---- SOURCE PASSAGE

Thanks for the comments gents, it has made me re-think!
Originally I was a little nervous about mounting like this, and I did think twice about it at the time but then decided on gut feel it'd be alright. I had seen / read that MK mount their centre bearings directly to the tunnel panels. They also do this with it in the wrong orientation - rotated through 90 degrees (the bearing is slightly off-centre within the rubber to cope with sag over time) - and with the first part of the prop at around 8 degrees (!!). The prop manufacturer recommended to me that it was dead straight, certainly no more than 3 degrees. I've mounted it at under 0.5 degrees and I have a bit of adjustment available to square this up if needed. So there should be no / very minimal loading from vibration or phasing.
The prop weighs 8.3kg of which the majority is in the middle, however the two yokes and flanges at each end make up a reasonable weight, so say approx 6kg load at the centre bearing. There's 6 rivets in there all mounted in shear. Two are 3.2mm, four are 4mm. Suspension can be designed around a 3-2-1 principle (3g vertical loads, 2g longitudinal, 1g lateral - https://www.eng-tips.com/viewthread.cfm?qid=300205) - I'd double this to be on the safe side - so thought I could use this for the prop mounting too.

--------
---- RECORDS SHOWN

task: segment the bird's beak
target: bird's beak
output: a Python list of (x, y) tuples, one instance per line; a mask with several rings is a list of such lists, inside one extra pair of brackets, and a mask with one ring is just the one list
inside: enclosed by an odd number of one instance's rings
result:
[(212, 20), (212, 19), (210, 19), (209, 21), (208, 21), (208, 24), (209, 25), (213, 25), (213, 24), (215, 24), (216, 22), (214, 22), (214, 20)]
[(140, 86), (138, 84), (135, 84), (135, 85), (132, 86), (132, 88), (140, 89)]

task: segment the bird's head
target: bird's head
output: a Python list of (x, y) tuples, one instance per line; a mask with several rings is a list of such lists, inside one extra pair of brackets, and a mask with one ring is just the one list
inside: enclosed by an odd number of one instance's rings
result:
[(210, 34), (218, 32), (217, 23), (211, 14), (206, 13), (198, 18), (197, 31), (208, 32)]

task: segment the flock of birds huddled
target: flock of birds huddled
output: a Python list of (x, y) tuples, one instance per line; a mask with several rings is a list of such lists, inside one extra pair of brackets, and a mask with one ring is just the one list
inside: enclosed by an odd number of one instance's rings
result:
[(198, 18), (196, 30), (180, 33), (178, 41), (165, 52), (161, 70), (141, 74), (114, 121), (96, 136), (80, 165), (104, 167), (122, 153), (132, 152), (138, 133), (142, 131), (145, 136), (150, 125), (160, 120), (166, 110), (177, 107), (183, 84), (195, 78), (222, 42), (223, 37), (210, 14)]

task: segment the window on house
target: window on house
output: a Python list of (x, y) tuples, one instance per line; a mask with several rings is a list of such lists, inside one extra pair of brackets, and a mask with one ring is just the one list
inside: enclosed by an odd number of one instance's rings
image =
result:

--------

> [SHORT EXERCISE 1] In two sentences, what does the forum post on the prop's center bearing say?
> [SHORT EXERCISE 2] Could you rename "tunnel panels" as "floor panels" and give the forum post on the prop's center bearing again, starting with "Thanks for the" and going on through "vibration or phasing."?
> [SHORT EXERCISE 3] Can you go on with the forum post on the prop's center bearing from where it stops?
You won't need the lines for this.

> [EXERCISE RESPONSE 1] The writer had doubts about the way the prop's center bearing was mounted but went with it on gut feel, noting that MK mounts theirs directly to the tunnel panels, rotated 90 degrees and with the prop at about 8 degrees, while this one sits under 0.5 degrees against the manufacturer's recommended maximum of 3. With roughly 6kg at the center bearing held by six rivets in shear, the writer thought the 3-2-1 suspension load principle, doubled for safety, could be applied to the prop mounting too.

> [EXERCISE RESPONSE 2]
Thanks for the comments gents, it has made me re-think!
Originally I was a little nervous about mounting like this, and I did think twice about it at the time but then decided on gut feel it'd be alright. I had seen / read that MK mount their centre bearings directly to the floor panels. They also do this with it in the wrong orientation - rotated through 90 degrees (the bearing is slightly off-centre within the rubber to cope with sag over time) - and with the first part of the prop at around 8 degrees (!!). The prop manufacturer recommended to me that it was dead straight, certainly no more than 3 degrees. I've mounted it at under 0.5 degrees and I have a bit of adjustment available to square this up if needed. So there should be no / very minimal loading from vibration or phasing.

> [EXERCISE RESPONSE 3]
So the prop 'weighs' 36kg in bump, 24kg in braking / acceleration, and 12kg in cornering. Therefore in bump, each rivet takes 6kg shear force (way under the maximum load to allow for poor hole / material prep: products.afi.cc/contentonly.aspx?file=images/vendors/POP.pdf - Page 14). In braking / acceleration they take 4kg, in cornering they aren't loaded at all but the side panels are. Pressing with 6kg of force on each side panel yields almost no deflection.
In short, I think I'm covered - however - given the side effects of a floppy prop at 7000rpm I think I will add an extra diagonal brace to firm things up. I have a feeling the main thing that may contribute to any failure would be fatigue of the side panels in the area around the rivet heads, so reducing this loading should sort it.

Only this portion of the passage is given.